__Document__.
↓

To link at this I'm not sure what sense it makes. If you believe Redlock is broken, just state it in a rigorous form, and I'll try to reply.
If you ask me to be rigorous while I'm trying to make it clear with facts what is wrong about Martin analysis, you should do the same and just use arguments, not hand waving about me being lame at DS. Btw in my blog post I'll detail everything and show why I think Redlock is not affected by network unbound delays.
But that's optimistic concurrency control! In that case the locking service is a pure optimization and doesn't affect correctness. So why use this complex multi-node locking thing then, instead of a single redis node?
Along with the author of this blog post, I would recommend the usage of Zookeeper if you have a need for obtaining a lock in a distributed environment. You can read an analysis of how Zookeeper performs under a (intentionally) partitioned network here:
Interestingly, even though HBase uses Zookeeper for coordination, it does not use it for fencing. Instead, fencing is handled by atomic "log-rolling" operations on the HDFS namenode, which can be configured to use its own quorum-based journal. (The equivalent of a "token" is the monotonically-increasing namenode operation sequence number.) So the principle is the same: the system responsible for doing mutual exclusion, and the system that actually stores the data, must be coupled.
To achieve unlimited scalability, you need to make sure that no single data store is shared between all processes and that the amount of interprocess communication (on a per-process basis) doesn't increase as you add more processes.
The more sharing you have, the less you can scale your system.
Personally, I find it easier to write highly parallel code than parallel-up-to-a-certain-point code that involves locks likes mutexes and/or semaphores. Highly parallel code just takes a little bit of extra planning and thinking up-front but it saves lots of time and stress down the line.
This statement confused me. It seems to say that the packets were delayed in the network for 90 seconds before being delivered. From reading the original sources it actually sounds like packets were discarded by the switches, so the original requests discarded, and the nodes were partitioned for 90 seconds. When the partition was removed both nodes thought they were the leader and simultaneously requested the other to shutdown. Can anyone confirm? Keeping packets delayed in a network for 90 seconds would seem quite difficult (though not impossible assuming certain bugs).
Edit: On re-reading I think this is just talking about the network stack in general - not the network. A temporary partition may delay delivery of your request until max TCP retries is exceeded on your host, if its recovered before then your request may arrive later than you intended.
However, yes, I was thinking about the network stack as a whole. Any kind of retries, e.g. TCP retransmission on timeout, effectively turns packet loss into packet delay (within certain bounds). Thus, even if you have a network interruption ("partition") and all packets are dropped, it could happen that after the interruption is fixed, a node receives packets that were sent before or during the interruption. For this reason, I find it helpful to think of it as delay, not just packet loss.
Edit: Why is this downvoted? It is a serious question.
In the scenario you describe, the database commit works, you send the email but... you get an error back from the email send function. Now what?
This is a basic distributed computing problem. Choosing how to solve it can have a drastic effect on your code and your infrastructure. If the secondary function is "charge a credit card" obviously you can't do that twice. But if it's merely "send an email" then maybe it's okay if people get a duplicate.

↑

__Stored records__.
↓

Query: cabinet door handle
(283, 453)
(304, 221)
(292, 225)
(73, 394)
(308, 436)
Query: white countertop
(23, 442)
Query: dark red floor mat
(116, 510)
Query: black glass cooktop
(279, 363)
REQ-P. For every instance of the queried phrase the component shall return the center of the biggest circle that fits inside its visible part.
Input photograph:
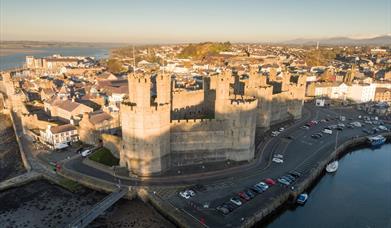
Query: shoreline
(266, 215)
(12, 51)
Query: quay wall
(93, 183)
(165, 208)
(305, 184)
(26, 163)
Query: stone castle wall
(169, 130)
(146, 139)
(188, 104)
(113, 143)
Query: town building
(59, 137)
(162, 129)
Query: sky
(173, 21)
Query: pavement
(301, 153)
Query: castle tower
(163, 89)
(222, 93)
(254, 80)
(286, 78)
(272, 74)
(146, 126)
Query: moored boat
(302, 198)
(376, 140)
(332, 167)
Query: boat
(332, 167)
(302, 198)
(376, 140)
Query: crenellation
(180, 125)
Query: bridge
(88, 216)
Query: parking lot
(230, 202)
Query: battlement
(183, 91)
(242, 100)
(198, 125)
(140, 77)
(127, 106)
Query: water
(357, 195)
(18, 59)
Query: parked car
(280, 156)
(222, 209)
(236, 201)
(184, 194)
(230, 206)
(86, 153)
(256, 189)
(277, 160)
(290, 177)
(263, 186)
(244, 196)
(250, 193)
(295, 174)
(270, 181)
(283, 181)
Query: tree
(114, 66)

↑
↓

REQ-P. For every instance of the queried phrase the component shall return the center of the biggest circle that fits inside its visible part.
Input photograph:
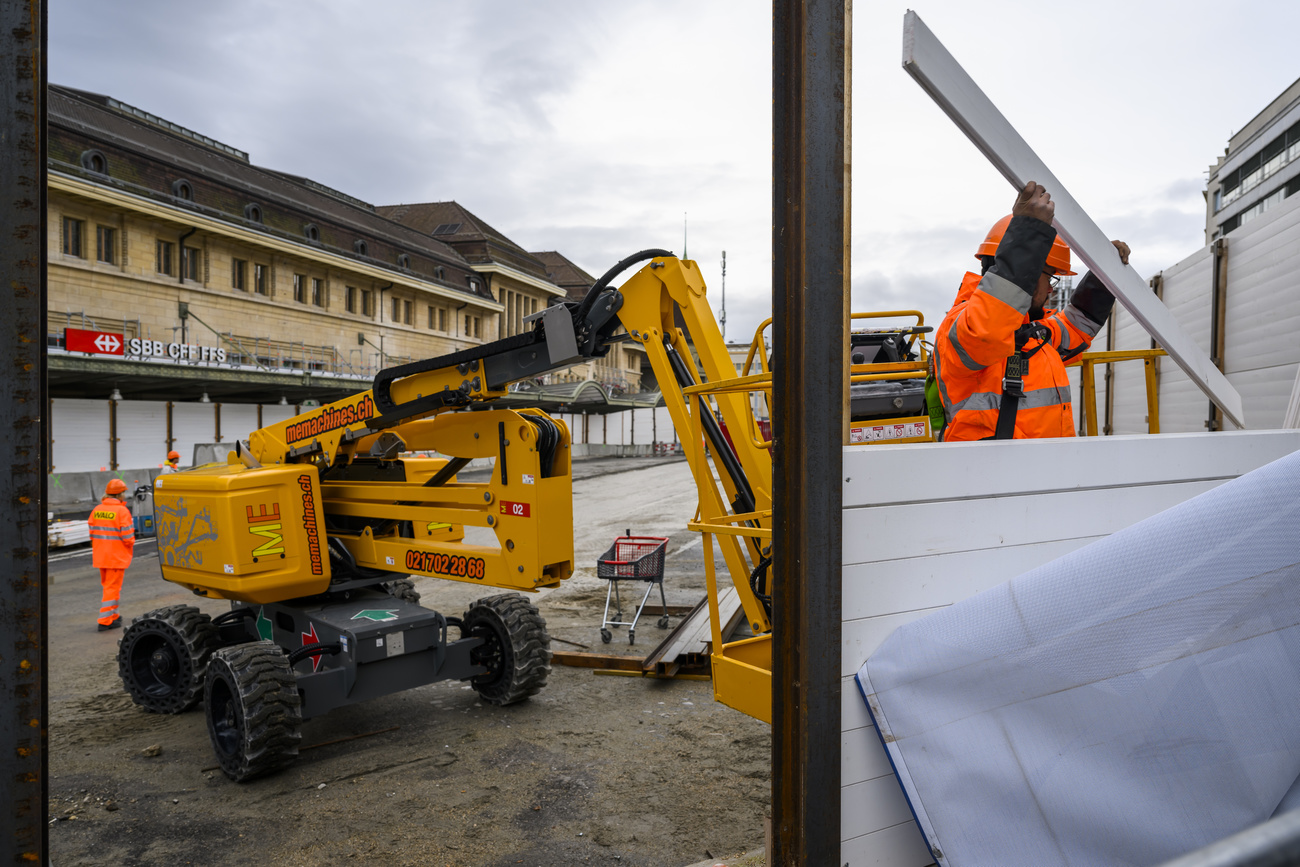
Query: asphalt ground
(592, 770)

↑

__To be done__.
A – Which lines of the records contain the word "wall"? Pull out each of those lines, treating uppercase and lowercase as different.
B – What would come next in the thread on distributed locking? Continue it from the last comment shown.

__Written responses__.
A –
Query: quay wall
Query: stone castle wall

B –
Google lease/lock/deadlock/race condition and read up on why databases tend to make for bad implementations.
Having just re-read Lynch's paper, can you explain what you mean here? I didn't see anything explicitly relying on time. It could be there is some implicit usage I didnt see. Additionally, the paper's impossibility result is about "perfectly correct consensus" which applies with and without clocks and then has a positive result for "partially correct consensus" (i.e. not deciding a value is a correct result). Im not sure which you mean when you say "consensus becomes impossible" as it is either already impossible (the perfectly correct protocol) with one faulty process or (to my understanding) not dependent on time (the partially correct protocol).
p.s. great article!
However, if you do allow some timing assumptions — just enough to measure a timeout, nothing more — then consensus becomes possible. In this case, the timeout is known as an "unreliable failure detector". See Chandra and Toueg's paper for details.
In a good algorithm, the safety properties do not depend on timing, only the liveness properties do. Rather than "consensus being impossible" perhaps it would be clearer to say "consensus may never terminate" in an asynchronous system. But "consensus impossible" is the standard way of phrasing this issue in the distributed systems literature.
For example, on page 375: “Crucial to our proof is that processing is completely asynchronous; that is, we make no assumptions about the relative speeds of processes or about the delay time in delivering a message. We also assume that processes do not have access to synchronized clocks, so algorithms based on time-outs, for example, cannot be used.”
1. http://www.cs.princeton.edu/courses/archive/fall07/cos518/pa...
I send a packet over the network. I configured the timeout to be 10 seconds. 10 seconds passes. Is the packet truly lost? Or, maybe the packet was received, processed, and and a response is on the way back, but it takes 20 seconds instead of 10! Or maybe it takes an hour instead of 20 seconds. Or a decade.
We don't know if the packet is truly lost or is just taking >$timeout_timer and making assumptions is dangerous.
Please consider this answer [0] (which I personally understood as - YES, real systems are always partial sync): "Asynchronous systems have no fixed upper bounds. In practice, systems tend to exhibit partial synchrony, which is described as one of two models by Dwork and Lynch in Consensus in the Presence of Partial Synchrony. [1]"
The specs are submitted for review at https://github.com/openstack/openstack-specs
https://github.com/openstack/openstack-specs/tree/master/spe...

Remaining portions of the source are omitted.